**DIRECTIVE:**
Rewrite every line of the records below as a two-column Markdown table, skipping blank lines. Put a running row number under "Row" and the line under "Line".

**SUPPLIED ENTRIES:**
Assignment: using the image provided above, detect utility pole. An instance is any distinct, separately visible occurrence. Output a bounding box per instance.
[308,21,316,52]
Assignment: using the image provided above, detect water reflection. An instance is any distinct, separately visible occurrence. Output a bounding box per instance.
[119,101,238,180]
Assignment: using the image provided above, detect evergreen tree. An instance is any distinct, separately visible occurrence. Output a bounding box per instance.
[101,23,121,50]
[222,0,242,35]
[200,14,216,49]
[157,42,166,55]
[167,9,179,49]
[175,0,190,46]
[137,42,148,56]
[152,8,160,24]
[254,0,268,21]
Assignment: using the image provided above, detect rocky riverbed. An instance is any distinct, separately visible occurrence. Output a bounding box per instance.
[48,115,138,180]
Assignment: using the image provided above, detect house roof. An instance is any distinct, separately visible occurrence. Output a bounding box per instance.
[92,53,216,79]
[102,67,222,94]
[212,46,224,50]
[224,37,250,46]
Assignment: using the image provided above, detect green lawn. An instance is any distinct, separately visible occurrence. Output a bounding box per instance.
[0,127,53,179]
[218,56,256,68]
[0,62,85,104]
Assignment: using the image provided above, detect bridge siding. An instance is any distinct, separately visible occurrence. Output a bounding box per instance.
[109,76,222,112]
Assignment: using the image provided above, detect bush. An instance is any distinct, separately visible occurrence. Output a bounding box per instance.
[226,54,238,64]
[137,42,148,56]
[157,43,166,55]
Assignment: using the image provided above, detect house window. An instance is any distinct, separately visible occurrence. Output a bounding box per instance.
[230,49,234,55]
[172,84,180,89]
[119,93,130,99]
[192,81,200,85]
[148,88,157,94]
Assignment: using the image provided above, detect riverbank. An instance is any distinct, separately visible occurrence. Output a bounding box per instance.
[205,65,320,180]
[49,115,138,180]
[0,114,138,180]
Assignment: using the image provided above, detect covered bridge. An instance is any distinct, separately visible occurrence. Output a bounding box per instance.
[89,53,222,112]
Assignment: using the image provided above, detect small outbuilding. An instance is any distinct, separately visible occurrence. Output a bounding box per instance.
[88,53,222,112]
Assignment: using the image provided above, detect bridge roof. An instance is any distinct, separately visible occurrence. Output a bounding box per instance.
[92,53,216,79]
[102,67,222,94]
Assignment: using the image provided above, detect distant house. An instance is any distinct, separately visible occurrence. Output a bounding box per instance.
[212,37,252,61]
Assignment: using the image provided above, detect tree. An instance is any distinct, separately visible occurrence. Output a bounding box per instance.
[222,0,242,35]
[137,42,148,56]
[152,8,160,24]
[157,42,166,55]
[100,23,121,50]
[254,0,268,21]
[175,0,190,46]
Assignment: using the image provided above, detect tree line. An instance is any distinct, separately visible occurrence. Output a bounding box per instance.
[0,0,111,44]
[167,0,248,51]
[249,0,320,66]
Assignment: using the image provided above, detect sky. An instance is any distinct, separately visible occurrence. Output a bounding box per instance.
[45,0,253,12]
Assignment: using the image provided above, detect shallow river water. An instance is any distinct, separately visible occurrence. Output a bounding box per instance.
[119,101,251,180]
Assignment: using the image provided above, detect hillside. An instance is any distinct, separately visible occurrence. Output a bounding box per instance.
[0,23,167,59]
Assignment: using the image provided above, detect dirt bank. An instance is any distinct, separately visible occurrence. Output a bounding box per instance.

**SOLUTION TO THIS PROBLEM:**
| Row | Line |
|---|---|
| 1 | Assignment: using the image provided above, detect utility pole. An instance is any distinct, separately visible occurrence. Output a bounding box per instance. |
| 2 | [308,21,316,52] |
| 3 | Assignment: using the image provided above, detect water reflection. An instance is any distinct, separately visible occurrence. Output a bounding box per instance. |
| 4 | [119,101,238,180] |
| 5 | Assignment: using the image provided above, detect evergreen tree. An instance is any distinct, separately visible occurrence. Output a bounding box per instance. |
| 6 | [101,23,121,50] |
| 7 | [222,0,242,35] |
| 8 | [200,14,216,49] |
| 9 | [157,42,166,55] |
| 10 | [167,9,179,49] |
| 11 | [175,0,190,46] |
| 12 | [137,42,148,56] |
| 13 | [152,8,160,24] |
| 14 | [254,0,268,21] |
| 15 | Assignment: using the image provided above, detect rocky riverbed. An instance is any distinct, separately visible occurrence. Output a bounding box per instance. |
| 16 | [48,115,138,180] |
| 17 | Assignment: using the image provided above, detect house roof. An instance is any distinct, separately visible occurrence. Output a bounding box per instance. |
| 18 | [92,53,216,79] |
| 19 | [102,67,222,94] |
| 20 | [212,46,224,50] |
| 21 | [224,37,250,46] |
| 22 | Assignment: using the image provided above, detect green lawn. An instance is any distinct, separately visible occurrence. Output a bounding box per instance. |
| 23 | [0,127,53,179] |
| 24 | [218,56,256,68] |
| 25 | [0,62,85,104] |
| 26 | Assignment: using the image provided above, detect bridge siding. An instance is any distinct, separately visible occurrence. Output a bounding box per instance. |
| 27 | [109,76,222,112] |
| 28 | Assignment: using the image provided above, detect bush. An instance is any distinct, separately visible occurrence. Output a bounding box per instance. |
| 29 | [226,54,238,64] |
| 30 | [137,42,148,56] |
| 31 | [157,43,166,55] |
| 32 | Assignment: using the image provided above, detect house window. An instance is any distinct, separately visible occurrence. Output a bounding box per instance. |
| 33 | [230,49,234,55] |
| 34 | [172,84,180,89] |
| 35 | [119,93,130,99] |
| 36 | [192,81,200,85] |
| 37 | [148,88,157,94] |
| 38 | Assignment: using the image provided above, detect riverbank. An instance is any distinct, separately visible occurrence. Output a bounding box per instance. |
| 39 | [205,65,320,180] |
| 40 | [49,115,138,180] |
| 41 | [0,114,138,180] |
| 42 | Assignment: using the image provided above, detect covered bridge. An instance is any distinct, separately visible occurrence. Output a bounding box per instance. |
| 43 | [89,53,222,112] |
| 44 | Assignment: using the image provided above, detect small outbuilding. An instance is any distinct, separately visible occurrence. Output a bounding box per instance. |
| 45 | [88,53,222,112] |
| 46 | Assignment: using the image provided above, detect bridge roof. An instance is any distinct, separately visible occurrence. Output a bounding box per instance. |
| 47 | [92,53,216,79] |
| 48 | [102,67,222,94] |
| 49 | Assignment: using the image provided above, detect distant house. An instance is any distinct, separately visible occurrence. Output a bounding box per instance. |
| 50 | [212,37,252,61] |
| 51 | Assignment: using the image provided above, detect tree. An instance is any distinct, separately visible occurrence. Output a bounding box per instance. |
| 52 | [222,0,242,35] |
| 53 | [137,42,148,56] |
| 54 | [152,8,160,24] |
| 55 | [157,42,166,55] |
| 56 | [100,23,121,50] |
| 57 | [254,0,268,21] |
| 58 | [175,0,190,46] |
| 59 | Assignment: using the image provided above, detect tree line. An instance is any distinct, separately visible occurrence. Output a bounding box per instance. |
| 60 | [0,0,111,44] |
| 61 | [167,0,248,51] |
| 62 | [249,0,320,66] |
| 63 | Assignment: using the image provided above, detect sky. An instance is any distinct, separately visible occurrence. Output a bounding box per instance. |
| 64 | [45,0,253,12] |
| 65 | Assignment: using the image provided above, detect shallow river water. An instance is any distinct, separately visible occurrence. Output a bounding box per instance. |
| 66 | [119,101,251,180] |
| 67 | Assignment: using the image provided above, detect hillside. An instance is any distinct, separately visible occurrence. Output a bounding box per instance. |
| 68 | [0,23,167,59] |
| 69 | Assignment: using the image provided above, detect dirt bank. An instance is any distinct, separately visible occurrence. Output a bounding box per instance. |